▶ **Exercise brief**: Each line of the listing should be reproduced exactly.

■ ■ ■ ■

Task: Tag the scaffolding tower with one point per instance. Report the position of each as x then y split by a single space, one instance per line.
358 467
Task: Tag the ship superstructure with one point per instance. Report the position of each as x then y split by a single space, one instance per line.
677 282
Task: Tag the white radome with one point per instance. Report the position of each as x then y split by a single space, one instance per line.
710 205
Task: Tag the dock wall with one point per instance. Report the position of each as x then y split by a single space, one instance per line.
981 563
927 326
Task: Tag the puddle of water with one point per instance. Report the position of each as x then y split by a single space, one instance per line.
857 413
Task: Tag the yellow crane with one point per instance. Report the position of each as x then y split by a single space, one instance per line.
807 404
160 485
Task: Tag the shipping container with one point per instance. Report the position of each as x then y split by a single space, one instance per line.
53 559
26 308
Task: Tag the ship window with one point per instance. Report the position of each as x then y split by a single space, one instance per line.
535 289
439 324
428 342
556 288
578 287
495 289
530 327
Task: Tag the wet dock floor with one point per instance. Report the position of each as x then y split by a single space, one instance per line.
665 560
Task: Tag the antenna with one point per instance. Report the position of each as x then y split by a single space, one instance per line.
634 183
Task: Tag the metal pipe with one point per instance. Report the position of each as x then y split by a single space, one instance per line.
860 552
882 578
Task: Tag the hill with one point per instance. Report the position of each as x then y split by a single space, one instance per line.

■ ■ ■ ■

▶ **Exercise result**:
Task: Tag the scaffolding tower with one point per instance. Report the position of each as x then y split by a single space, one instance per line.
358 467
Task: Tag the ship superstructure with one point per instance. Report the position of each as x then y split by a single space, one instance per line.
677 282
Task: Tag the white radome with one point per instance. Report the position of each as x then y split by a single space, one instance per line.
710 205
Task: Tag the dock wall with one point per instance. Report the position of each as x then y split by a single space, one instance per line.
981 563
927 326
Task: Tag the puddle of water with one point per instance. Report the position of each as x then y split by a single space, one instance per line.
857 413
Task: Tag the yellow crane with one point per instance. Report the position of each as x then y split by a single space, one instance per line.
807 404
160 485
Task: Tag the shipping container with one point per instance. Report the position of each as x then y split by a single space, one instance per line.
53 559
26 308
Task: Tag the ship window with one point per instance. Report the position of each as x then y split by a single space, one instance per line.
535 289
439 324
428 342
556 288
578 287
495 289
530 327
Task: Tag the wet dock floor with one point per instance. Report the position of each as x then y split by a single space, one instance per line.
665 560
Task: Tag the antenna with one point per instance. Report the position of each as x then y split by a single space, one instance per line.
634 183
Task: Tag the metal pipe with one point per instance. Report the position of each as x then y split by a single space, one instance per line.
860 552
882 578
Task: Tag the hill with one point per instance. Report the position of each as x then y split by a single space, one instance per line.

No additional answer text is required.